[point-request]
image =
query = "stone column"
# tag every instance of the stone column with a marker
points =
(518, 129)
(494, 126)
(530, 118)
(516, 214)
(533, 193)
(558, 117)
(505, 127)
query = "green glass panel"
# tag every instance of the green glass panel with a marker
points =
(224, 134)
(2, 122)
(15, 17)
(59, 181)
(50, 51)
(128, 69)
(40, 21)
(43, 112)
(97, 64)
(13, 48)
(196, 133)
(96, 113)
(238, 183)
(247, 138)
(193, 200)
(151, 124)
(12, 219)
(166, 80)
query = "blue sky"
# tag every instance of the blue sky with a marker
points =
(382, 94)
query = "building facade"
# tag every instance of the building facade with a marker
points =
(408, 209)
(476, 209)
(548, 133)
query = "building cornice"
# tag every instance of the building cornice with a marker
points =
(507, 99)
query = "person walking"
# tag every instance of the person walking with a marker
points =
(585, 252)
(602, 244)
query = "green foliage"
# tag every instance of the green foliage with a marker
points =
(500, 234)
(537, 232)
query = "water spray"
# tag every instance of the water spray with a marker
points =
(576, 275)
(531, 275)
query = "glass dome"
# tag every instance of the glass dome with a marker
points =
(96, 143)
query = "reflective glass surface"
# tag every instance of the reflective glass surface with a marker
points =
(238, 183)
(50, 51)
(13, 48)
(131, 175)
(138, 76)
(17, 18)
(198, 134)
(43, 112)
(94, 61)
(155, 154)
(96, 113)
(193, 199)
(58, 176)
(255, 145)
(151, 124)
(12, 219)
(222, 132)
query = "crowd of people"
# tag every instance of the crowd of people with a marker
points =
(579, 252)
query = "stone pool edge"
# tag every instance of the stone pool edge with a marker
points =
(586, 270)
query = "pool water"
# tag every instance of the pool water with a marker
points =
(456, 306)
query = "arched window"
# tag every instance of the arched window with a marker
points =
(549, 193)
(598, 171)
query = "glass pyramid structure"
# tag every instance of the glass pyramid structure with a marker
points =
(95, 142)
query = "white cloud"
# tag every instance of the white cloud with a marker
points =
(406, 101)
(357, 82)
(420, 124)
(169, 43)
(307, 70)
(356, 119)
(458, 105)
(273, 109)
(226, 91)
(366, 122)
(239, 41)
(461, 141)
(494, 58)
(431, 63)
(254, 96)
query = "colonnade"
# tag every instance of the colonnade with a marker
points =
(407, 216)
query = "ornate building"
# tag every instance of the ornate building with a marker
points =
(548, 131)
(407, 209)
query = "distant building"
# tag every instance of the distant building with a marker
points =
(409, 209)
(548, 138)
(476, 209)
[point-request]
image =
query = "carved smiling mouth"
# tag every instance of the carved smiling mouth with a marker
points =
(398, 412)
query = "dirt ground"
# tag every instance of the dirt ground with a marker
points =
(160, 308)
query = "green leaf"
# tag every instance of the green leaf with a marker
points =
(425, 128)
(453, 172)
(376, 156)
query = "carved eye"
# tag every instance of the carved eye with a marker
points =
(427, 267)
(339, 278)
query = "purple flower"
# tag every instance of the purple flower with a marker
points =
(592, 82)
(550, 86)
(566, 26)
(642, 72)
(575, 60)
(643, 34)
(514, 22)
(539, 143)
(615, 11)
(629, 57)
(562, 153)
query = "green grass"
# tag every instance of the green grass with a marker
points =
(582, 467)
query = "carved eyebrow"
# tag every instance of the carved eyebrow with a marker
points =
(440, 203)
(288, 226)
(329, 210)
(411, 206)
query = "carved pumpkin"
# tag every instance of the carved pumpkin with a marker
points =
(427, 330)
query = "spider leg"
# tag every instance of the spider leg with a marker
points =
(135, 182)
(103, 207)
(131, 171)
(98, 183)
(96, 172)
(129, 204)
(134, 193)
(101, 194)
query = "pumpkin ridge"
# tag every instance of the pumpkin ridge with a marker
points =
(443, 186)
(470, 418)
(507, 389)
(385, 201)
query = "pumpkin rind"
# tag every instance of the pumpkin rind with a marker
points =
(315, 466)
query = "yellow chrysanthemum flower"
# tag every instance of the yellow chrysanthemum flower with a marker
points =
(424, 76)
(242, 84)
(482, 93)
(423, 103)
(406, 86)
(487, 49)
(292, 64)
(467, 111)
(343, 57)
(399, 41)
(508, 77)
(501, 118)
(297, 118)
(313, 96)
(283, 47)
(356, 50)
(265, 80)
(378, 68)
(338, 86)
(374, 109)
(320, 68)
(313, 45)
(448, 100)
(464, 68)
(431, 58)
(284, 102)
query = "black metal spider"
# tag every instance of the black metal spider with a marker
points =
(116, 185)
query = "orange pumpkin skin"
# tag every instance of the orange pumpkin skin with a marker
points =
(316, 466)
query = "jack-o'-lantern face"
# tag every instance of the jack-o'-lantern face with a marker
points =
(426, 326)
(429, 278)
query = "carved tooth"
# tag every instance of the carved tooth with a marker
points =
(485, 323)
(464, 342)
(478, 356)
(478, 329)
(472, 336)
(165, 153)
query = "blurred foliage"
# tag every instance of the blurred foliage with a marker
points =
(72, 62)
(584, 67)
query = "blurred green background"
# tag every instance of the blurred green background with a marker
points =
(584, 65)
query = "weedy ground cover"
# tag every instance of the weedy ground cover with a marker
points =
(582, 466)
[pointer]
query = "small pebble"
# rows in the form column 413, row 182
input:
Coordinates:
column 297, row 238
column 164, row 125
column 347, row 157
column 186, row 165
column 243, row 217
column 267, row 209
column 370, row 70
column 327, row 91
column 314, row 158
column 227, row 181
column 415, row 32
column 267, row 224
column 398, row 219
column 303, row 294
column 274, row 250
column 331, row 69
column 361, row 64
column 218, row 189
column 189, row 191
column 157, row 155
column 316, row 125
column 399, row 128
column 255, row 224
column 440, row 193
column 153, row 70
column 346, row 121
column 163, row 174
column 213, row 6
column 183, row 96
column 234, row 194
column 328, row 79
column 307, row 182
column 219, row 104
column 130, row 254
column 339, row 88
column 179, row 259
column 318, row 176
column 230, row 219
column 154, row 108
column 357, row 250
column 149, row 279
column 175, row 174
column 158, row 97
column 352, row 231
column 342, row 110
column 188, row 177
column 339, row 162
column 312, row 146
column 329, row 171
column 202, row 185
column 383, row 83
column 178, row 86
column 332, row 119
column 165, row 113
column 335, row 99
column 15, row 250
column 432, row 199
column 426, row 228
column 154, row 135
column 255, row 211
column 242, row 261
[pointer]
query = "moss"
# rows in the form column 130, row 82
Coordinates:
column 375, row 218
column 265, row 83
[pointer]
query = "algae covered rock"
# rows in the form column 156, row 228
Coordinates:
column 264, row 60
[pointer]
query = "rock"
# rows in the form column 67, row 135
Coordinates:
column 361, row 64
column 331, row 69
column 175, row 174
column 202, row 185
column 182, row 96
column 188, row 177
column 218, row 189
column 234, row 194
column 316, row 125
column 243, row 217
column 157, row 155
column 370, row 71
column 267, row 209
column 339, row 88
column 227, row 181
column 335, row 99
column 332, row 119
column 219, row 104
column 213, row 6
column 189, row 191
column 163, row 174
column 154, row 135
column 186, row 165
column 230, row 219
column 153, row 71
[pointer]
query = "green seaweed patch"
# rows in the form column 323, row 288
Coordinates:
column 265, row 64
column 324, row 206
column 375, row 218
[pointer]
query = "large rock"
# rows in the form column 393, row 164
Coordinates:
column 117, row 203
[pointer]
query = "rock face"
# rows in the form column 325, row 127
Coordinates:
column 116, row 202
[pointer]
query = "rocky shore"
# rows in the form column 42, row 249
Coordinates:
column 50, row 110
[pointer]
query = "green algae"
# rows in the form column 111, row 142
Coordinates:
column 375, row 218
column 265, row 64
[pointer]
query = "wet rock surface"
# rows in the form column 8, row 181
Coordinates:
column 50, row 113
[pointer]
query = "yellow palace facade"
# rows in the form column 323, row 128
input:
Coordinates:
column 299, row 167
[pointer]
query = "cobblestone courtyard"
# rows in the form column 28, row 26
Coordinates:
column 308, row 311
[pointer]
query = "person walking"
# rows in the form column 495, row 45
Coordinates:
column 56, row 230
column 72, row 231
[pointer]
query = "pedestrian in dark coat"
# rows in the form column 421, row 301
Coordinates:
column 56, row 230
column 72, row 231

» Task requirements: State how many lines in the records contain the string "flower". Give the number with no words around it.

» Solution for this exercise: 4